RECORDS SHOWN -
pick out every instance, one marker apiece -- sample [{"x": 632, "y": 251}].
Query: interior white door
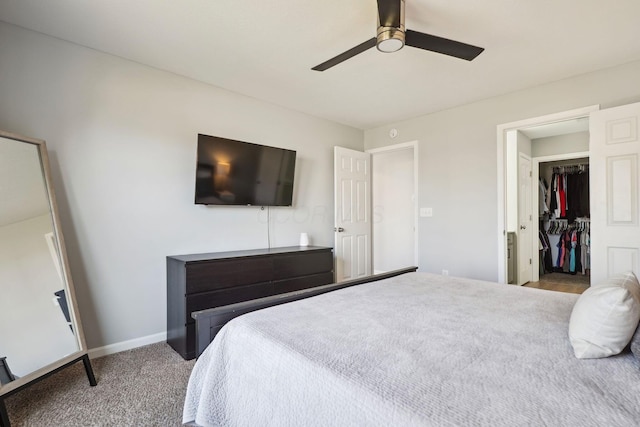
[
  {"x": 613, "y": 181},
  {"x": 352, "y": 192},
  {"x": 525, "y": 218}
]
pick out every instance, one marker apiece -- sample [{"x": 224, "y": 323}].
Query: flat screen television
[{"x": 230, "y": 172}]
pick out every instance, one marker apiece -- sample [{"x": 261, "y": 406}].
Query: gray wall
[
  {"x": 122, "y": 143},
  {"x": 458, "y": 163}
]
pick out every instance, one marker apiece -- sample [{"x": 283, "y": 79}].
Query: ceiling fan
[{"x": 392, "y": 36}]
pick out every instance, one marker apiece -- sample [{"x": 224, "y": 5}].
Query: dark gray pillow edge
[{"x": 634, "y": 345}]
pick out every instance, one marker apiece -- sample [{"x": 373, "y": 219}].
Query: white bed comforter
[{"x": 414, "y": 350}]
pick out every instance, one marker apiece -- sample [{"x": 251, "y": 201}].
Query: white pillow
[{"x": 605, "y": 317}]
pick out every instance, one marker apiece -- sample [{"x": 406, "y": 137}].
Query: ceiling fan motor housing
[{"x": 391, "y": 29}]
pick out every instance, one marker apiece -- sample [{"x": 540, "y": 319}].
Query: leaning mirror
[{"x": 40, "y": 329}]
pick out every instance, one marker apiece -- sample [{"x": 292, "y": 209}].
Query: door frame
[
  {"x": 411, "y": 145},
  {"x": 501, "y": 171},
  {"x": 526, "y": 212}
]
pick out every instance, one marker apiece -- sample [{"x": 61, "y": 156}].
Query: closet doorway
[
  {"x": 542, "y": 138},
  {"x": 563, "y": 219}
]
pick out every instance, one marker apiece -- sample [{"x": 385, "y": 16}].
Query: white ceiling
[{"x": 265, "y": 49}]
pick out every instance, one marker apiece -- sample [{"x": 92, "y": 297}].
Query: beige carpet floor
[{"x": 140, "y": 387}]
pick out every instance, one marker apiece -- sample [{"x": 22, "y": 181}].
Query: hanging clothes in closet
[
  {"x": 564, "y": 227},
  {"x": 570, "y": 192}
]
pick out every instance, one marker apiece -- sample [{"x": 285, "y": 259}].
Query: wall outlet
[{"x": 426, "y": 212}]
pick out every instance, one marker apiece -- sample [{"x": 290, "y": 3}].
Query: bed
[{"x": 413, "y": 350}]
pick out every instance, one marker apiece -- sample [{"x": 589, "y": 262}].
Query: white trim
[
  {"x": 127, "y": 345},
  {"x": 416, "y": 209},
  {"x": 501, "y": 141}
]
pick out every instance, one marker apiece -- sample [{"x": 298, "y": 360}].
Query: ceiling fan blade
[
  {"x": 346, "y": 55},
  {"x": 442, "y": 45},
  {"x": 389, "y": 13}
]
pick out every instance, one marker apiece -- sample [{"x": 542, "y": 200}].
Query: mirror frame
[{"x": 18, "y": 384}]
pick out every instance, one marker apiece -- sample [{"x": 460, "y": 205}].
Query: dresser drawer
[
  {"x": 226, "y": 296},
  {"x": 302, "y": 264},
  {"x": 227, "y": 273}
]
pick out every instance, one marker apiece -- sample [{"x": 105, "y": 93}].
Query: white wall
[
  {"x": 34, "y": 330},
  {"x": 458, "y": 163},
  {"x": 393, "y": 209},
  {"x": 560, "y": 144},
  {"x": 122, "y": 143}
]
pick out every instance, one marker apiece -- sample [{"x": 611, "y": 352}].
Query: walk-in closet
[{"x": 564, "y": 222}]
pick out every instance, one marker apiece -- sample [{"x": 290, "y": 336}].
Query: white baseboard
[{"x": 127, "y": 345}]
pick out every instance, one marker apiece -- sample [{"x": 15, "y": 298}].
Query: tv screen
[{"x": 231, "y": 172}]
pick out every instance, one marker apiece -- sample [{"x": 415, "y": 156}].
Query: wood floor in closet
[{"x": 561, "y": 282}]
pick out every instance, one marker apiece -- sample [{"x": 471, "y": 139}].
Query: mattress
[{"x": 414, "y": 350}]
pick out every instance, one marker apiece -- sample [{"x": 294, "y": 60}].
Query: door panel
[
  {"x": 615, "y": 230},
  {"x": 352, "y": 184},
  {"x": 525, "y": 225}
]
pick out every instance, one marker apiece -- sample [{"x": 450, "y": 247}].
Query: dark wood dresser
[{"x": 200, "y": 281}]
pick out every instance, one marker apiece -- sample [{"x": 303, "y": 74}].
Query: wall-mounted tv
[{"x": 231, "y": 172}]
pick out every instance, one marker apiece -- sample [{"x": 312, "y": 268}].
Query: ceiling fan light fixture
[{"x": 390, "y": 39}]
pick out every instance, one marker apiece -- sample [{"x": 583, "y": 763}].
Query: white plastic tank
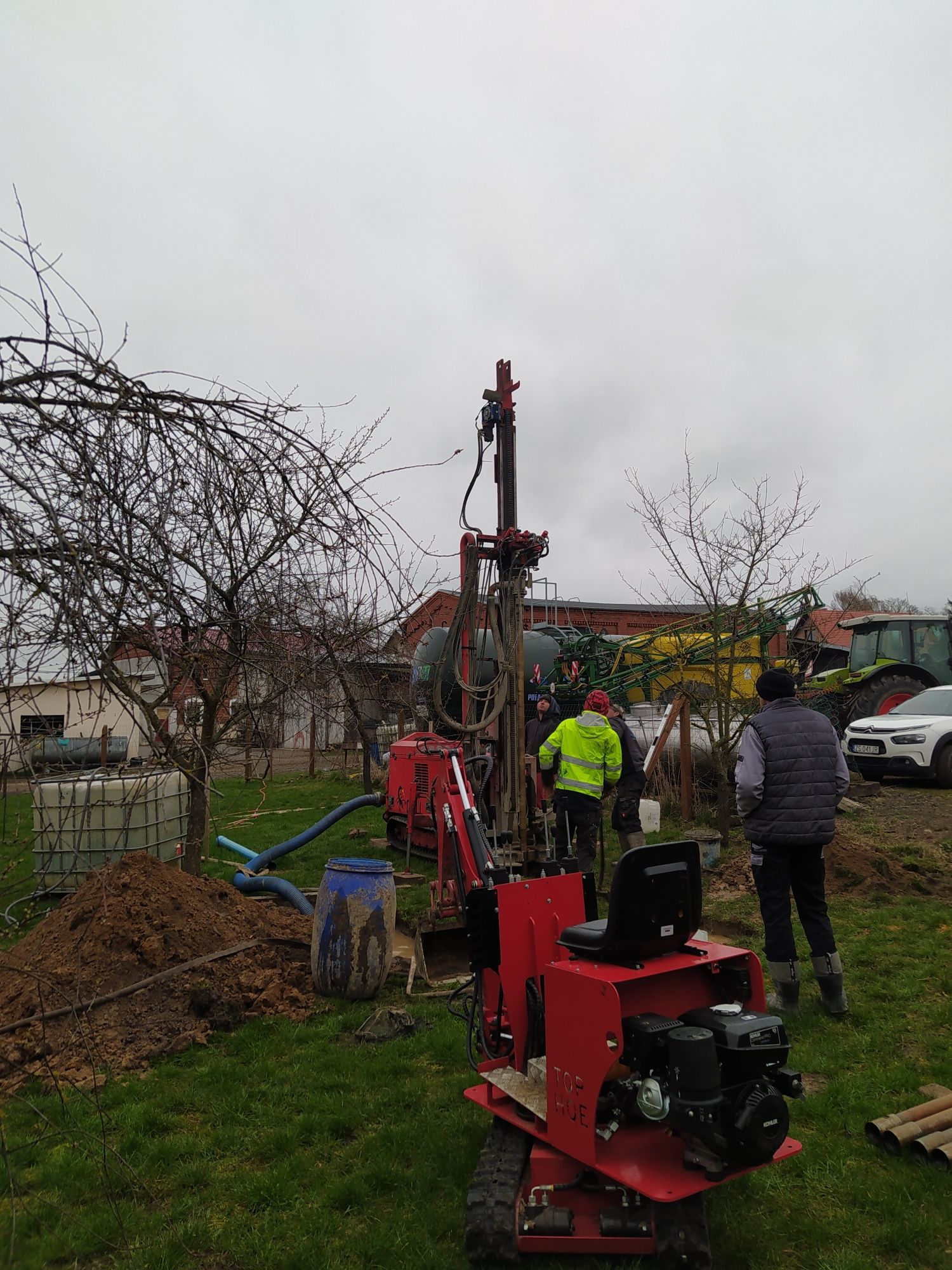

WRITTEN REQUEST - Identify every line in the material above that contains the word "frame", and copy each such line in full. Case counts.

THE SOLUTION -
Query: door frame
Query: mirror frame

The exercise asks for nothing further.